Перед нами — один из «патриархов» труппы, хотя с театром его связывает лишь первое десятилетие карьеры (60-е годы) и последнее — «эра» главного режиссера Клауса Паймана, о котором речь впереди. В конце семидесятых Карге, как и многие художники его поколения, уехал на Запад. Но особого сюрприза в том, что судьба снова привела его в «Берлинский ансамбль», нет: он «всегда стремился туда, где было интереснее всего».

Автор: Сейчас вы — один из крупнейших «брехтовских» артистов Германии. А как все начиналось?

Карге: Когда я был студентом, над моей кроватью висели две фотографии: Хемингуэя и Брехта…

Автор: Разве Хемингуэя издавали в ГДР?

Карге: Я вам скажу, что и к Брехту непросто относились. Он совсем не вписывался в общий политический климат. «Берлинский ансамбль» был островом блаженных.

Автор: Тем более сложно было, наверное, на него «выбраться» постороннему.

* Что сделать *
1. Чьи фотографии, по словам Карге в интервью о «Берлинском ансамбле», висели над его кроватью в студенческие годы?
2. Напишите продолжение интервью с Карге о «Берлинском ансамбле», начиная сразу после последней реплики автора.

* Исходные данные *
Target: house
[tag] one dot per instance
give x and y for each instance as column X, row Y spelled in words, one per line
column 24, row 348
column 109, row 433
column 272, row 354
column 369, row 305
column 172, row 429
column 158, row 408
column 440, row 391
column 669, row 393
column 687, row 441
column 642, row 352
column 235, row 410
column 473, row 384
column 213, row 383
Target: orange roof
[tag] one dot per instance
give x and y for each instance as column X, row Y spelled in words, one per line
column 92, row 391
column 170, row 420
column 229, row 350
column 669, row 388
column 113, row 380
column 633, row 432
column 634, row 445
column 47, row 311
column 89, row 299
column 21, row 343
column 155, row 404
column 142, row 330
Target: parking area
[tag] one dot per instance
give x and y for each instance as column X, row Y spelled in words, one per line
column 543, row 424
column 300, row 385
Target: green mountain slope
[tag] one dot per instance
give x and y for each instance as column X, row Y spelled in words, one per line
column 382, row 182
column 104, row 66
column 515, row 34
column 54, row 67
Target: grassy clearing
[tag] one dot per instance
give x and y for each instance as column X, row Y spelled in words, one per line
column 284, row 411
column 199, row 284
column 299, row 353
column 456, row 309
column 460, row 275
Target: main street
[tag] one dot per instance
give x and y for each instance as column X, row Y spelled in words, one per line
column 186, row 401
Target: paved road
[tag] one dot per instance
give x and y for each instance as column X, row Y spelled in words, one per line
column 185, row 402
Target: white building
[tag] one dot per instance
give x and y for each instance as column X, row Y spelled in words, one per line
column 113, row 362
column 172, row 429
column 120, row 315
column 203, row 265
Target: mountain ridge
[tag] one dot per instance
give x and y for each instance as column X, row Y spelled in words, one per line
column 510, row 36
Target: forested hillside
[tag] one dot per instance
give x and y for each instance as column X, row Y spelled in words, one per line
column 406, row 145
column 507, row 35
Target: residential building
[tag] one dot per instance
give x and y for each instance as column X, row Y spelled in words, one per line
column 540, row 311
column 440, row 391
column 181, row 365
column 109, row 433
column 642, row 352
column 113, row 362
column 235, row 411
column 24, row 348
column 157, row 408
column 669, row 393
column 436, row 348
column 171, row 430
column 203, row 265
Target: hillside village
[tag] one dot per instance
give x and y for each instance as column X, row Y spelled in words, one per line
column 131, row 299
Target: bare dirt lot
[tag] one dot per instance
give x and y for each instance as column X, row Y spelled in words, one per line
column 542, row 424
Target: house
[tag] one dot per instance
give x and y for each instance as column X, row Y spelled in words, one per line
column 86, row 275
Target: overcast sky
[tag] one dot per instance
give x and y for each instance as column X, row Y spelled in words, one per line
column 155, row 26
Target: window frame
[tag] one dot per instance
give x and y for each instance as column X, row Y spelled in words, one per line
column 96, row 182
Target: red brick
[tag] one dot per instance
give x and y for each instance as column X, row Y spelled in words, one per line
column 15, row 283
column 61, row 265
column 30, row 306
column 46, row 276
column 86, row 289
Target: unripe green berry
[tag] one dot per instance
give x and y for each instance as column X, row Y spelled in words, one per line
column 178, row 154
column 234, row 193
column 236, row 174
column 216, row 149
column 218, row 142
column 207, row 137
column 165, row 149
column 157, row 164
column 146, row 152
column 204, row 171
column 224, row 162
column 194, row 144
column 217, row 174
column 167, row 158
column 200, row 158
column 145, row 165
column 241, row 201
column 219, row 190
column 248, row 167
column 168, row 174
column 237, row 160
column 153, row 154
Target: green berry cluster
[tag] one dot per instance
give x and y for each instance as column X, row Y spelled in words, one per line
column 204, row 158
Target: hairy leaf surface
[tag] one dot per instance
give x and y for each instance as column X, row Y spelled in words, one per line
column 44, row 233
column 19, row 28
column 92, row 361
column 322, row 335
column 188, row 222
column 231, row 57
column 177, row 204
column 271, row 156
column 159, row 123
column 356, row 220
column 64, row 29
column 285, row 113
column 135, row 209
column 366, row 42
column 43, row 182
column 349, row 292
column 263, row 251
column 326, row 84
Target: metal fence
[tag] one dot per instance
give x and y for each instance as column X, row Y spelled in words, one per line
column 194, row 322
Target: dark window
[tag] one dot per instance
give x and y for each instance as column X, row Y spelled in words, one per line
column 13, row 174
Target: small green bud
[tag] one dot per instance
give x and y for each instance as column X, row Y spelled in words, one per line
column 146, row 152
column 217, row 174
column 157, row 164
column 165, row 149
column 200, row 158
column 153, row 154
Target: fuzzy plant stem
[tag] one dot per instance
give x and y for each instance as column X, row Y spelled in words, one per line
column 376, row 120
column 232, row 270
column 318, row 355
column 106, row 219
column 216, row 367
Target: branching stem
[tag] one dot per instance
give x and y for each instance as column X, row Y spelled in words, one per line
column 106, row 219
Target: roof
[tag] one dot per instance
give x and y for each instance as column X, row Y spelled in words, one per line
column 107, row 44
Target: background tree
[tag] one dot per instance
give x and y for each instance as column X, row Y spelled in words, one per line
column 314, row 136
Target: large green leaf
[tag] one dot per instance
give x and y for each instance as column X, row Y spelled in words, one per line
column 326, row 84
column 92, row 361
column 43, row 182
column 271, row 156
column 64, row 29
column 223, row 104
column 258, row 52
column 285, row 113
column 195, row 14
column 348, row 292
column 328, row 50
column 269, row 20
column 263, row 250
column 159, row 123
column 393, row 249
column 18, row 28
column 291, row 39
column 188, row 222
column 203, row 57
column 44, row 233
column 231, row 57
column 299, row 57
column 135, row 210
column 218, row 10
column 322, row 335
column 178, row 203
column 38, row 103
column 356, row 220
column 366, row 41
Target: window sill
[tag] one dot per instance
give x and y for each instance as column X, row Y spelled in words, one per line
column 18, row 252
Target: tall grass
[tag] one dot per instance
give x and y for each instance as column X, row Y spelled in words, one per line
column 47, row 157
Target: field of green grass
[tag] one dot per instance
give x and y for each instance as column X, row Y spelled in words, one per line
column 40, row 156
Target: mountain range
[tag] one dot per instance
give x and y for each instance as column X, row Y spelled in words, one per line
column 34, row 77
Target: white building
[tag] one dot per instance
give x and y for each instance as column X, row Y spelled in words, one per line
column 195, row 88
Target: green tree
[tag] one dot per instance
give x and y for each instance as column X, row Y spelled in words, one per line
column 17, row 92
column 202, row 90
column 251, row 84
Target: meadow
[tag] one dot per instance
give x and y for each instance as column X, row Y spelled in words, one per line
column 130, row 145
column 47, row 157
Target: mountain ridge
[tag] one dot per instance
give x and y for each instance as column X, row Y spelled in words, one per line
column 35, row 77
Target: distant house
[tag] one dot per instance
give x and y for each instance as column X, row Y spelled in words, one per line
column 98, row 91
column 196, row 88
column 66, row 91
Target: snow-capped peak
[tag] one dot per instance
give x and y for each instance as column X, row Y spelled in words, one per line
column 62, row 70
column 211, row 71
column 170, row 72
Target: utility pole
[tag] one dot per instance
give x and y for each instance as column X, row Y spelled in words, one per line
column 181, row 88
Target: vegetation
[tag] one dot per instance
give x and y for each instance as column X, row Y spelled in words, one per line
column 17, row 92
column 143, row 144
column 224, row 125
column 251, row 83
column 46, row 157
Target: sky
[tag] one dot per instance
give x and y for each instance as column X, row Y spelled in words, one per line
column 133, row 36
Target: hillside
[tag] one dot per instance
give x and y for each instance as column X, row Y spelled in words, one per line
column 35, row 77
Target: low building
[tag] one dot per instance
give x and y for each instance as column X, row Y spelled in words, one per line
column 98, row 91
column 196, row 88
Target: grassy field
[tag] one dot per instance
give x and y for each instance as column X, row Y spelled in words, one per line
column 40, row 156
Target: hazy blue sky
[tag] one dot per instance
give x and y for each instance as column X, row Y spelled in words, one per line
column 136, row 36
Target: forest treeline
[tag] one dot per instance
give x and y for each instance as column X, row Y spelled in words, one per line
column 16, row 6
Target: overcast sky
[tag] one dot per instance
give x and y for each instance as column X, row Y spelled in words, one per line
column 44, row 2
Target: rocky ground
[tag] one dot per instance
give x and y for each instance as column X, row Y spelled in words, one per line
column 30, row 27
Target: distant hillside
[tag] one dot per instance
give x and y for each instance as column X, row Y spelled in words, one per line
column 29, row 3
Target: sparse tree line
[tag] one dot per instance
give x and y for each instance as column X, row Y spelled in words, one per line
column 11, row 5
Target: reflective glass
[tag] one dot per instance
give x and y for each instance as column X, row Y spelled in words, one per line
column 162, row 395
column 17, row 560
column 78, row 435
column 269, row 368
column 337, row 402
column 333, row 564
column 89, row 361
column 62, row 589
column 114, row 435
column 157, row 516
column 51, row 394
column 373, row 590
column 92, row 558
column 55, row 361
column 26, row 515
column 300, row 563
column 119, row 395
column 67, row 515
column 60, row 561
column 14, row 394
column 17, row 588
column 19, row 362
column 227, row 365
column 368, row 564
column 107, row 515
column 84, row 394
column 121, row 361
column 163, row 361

==

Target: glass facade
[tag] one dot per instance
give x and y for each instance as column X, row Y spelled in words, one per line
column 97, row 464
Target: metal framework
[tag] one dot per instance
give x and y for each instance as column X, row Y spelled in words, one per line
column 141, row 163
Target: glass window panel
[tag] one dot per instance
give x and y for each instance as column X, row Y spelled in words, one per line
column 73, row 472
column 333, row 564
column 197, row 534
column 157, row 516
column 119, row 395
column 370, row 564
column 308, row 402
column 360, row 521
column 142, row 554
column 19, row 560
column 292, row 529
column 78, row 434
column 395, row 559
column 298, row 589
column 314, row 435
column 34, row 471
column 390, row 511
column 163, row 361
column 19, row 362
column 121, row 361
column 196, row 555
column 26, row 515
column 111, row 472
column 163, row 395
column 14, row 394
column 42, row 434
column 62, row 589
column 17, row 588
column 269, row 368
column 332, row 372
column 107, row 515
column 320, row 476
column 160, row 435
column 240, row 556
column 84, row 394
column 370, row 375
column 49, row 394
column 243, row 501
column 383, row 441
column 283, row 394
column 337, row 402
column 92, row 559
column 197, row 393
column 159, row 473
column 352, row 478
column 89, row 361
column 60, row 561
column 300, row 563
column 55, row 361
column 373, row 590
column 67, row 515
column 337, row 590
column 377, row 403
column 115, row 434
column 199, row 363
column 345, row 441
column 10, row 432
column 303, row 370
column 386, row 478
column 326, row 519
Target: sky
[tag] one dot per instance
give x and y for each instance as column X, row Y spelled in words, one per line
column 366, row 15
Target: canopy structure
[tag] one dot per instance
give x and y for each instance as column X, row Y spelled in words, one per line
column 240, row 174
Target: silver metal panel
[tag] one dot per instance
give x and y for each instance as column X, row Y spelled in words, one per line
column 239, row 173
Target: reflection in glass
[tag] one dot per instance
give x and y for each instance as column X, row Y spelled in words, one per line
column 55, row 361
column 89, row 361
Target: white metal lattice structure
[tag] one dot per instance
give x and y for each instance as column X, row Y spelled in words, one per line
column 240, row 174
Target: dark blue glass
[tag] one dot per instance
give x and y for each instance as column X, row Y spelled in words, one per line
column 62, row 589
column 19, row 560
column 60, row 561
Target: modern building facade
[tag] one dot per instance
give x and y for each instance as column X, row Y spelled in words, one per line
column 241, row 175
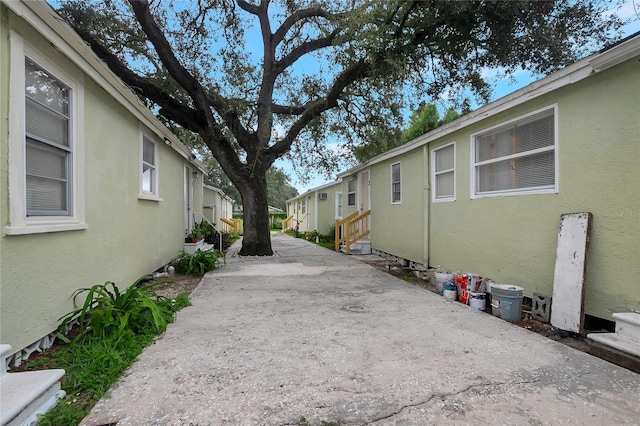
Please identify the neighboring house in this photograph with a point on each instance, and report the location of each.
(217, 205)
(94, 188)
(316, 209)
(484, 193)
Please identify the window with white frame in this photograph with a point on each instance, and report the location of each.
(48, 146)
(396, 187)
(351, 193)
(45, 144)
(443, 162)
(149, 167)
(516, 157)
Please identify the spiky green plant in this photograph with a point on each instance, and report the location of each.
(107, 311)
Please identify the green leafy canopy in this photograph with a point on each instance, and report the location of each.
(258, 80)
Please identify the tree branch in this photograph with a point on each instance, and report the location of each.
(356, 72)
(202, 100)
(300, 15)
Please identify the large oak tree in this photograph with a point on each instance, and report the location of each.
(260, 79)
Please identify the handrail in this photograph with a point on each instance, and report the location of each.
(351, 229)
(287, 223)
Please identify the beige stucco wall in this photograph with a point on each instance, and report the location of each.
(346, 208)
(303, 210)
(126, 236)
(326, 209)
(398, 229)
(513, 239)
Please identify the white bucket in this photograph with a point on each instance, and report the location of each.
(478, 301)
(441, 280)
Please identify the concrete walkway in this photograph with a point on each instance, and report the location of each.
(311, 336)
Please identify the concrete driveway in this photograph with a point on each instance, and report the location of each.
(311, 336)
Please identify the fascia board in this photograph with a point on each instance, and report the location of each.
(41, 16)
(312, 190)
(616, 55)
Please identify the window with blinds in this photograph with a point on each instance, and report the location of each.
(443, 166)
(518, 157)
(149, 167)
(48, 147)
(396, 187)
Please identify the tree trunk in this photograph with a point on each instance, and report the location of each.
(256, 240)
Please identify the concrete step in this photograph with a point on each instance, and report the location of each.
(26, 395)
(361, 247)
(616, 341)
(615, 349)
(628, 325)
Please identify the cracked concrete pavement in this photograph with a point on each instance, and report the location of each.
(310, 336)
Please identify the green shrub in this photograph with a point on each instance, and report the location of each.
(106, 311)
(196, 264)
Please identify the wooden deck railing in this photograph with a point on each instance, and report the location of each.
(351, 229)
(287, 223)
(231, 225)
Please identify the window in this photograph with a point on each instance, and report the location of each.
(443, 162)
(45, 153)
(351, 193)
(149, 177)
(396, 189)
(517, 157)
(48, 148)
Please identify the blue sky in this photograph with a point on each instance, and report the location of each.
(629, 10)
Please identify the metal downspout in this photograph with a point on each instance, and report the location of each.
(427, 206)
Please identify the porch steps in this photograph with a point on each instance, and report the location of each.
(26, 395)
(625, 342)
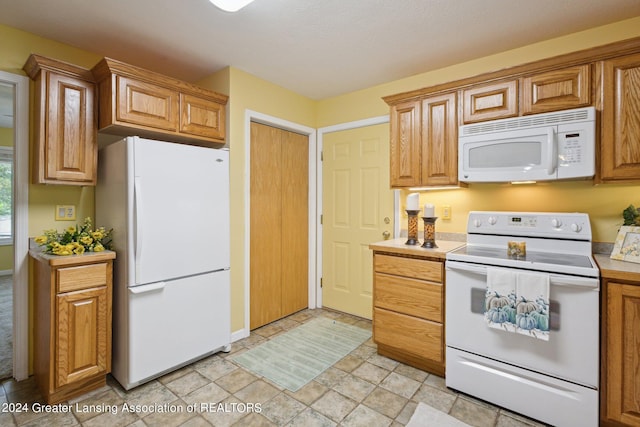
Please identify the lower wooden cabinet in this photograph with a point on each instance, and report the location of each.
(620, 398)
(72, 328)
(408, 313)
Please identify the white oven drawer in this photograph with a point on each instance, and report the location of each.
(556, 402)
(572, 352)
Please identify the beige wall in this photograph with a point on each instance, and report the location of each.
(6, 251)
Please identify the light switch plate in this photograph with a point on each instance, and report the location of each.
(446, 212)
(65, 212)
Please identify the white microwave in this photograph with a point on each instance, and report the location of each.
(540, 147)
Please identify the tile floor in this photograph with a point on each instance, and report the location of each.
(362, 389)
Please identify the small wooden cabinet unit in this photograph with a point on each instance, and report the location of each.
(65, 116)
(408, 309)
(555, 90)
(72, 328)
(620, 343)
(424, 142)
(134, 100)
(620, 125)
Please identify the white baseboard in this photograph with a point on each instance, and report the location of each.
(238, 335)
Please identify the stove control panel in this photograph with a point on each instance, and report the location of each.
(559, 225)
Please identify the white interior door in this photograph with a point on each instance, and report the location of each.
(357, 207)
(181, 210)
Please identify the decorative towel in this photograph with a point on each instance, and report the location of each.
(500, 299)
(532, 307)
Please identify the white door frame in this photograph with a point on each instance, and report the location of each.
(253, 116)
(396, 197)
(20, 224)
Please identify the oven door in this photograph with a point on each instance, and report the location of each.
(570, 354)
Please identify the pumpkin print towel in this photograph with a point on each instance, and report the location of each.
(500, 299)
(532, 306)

...

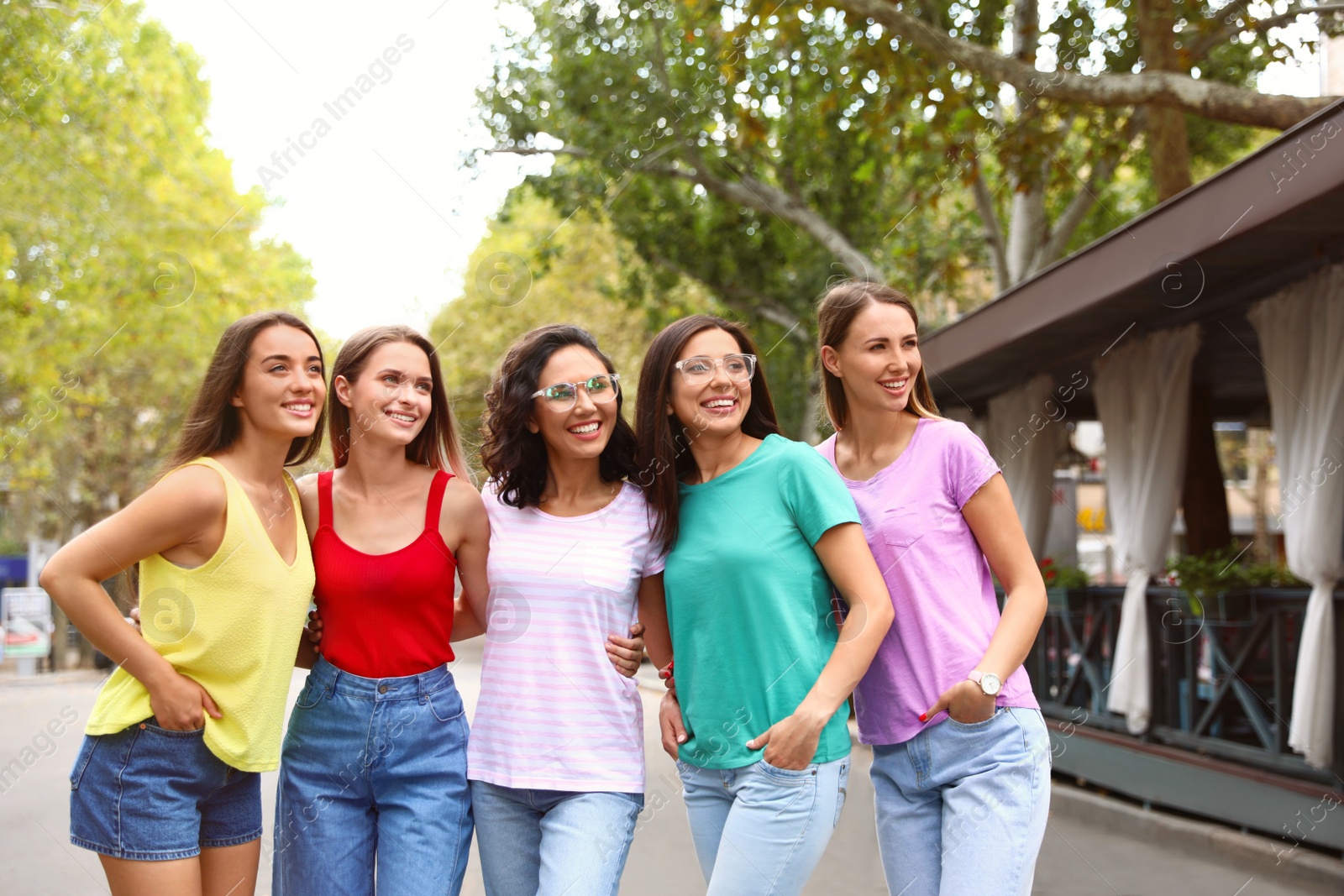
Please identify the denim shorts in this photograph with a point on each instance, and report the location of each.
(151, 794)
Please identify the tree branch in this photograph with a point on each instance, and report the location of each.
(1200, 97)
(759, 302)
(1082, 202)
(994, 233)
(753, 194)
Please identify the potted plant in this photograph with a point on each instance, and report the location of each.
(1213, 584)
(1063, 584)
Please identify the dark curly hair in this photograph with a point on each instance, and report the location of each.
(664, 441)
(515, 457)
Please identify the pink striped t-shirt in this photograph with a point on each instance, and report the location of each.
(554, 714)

* Ответы по заданиям *
1. Фотографии Хемингуэя и Брехта.

2.
Карге: Случайно вышло: летом 1961 года я окончил театральное училище и уехал на каникулы. Возвращаюсь, а в Берлине уже успели построить стену. Мне она, как ни странно, принесла удачу. В городе принципиально изменился «расклад сил». А также — количество работников: первого сентября труппа «Ансамбля» недосчиталась человек восьми, их отрезало границей. И меня вдруг пригласили сразу на несколько прекрасных ролей… Нет, конечно, все мы разделяли чувство, что стена — это, по-немецки говоря, «шайссе». Но появилась надежда, что теперь, когда граница стала отчетливой, нам удастся более отчетливо говорить то, что мы считаем нужным…

Автор: И удавалось?

Карге (после паузы): На наше счастье, мы не успели закоснеть. Скажем, если бы я, новичок, в любом другом театре пришел к директору и спросил: «Нельзя мне самому поставить спектакль?» — на меня посмотрели бы так, будто я наложил кучу на стол. А на двери кабинета Вайгель всегда висел плакат с надписью «Одна минута». Это значило, что ровно на минуту к ней может в любой момент заглянуть любой проходящий по коридору. Вхожу: «Хелли, мы хотим ставить…» — «Да? Что?» — «Махагони». Хелена была старой театральной лошадкой. Она тут же сказала: «Неси распределение ролей».

Автор: И с тех пор вы уже сорок лет ставите Брехта по всему миру. Не надоел ли он вам?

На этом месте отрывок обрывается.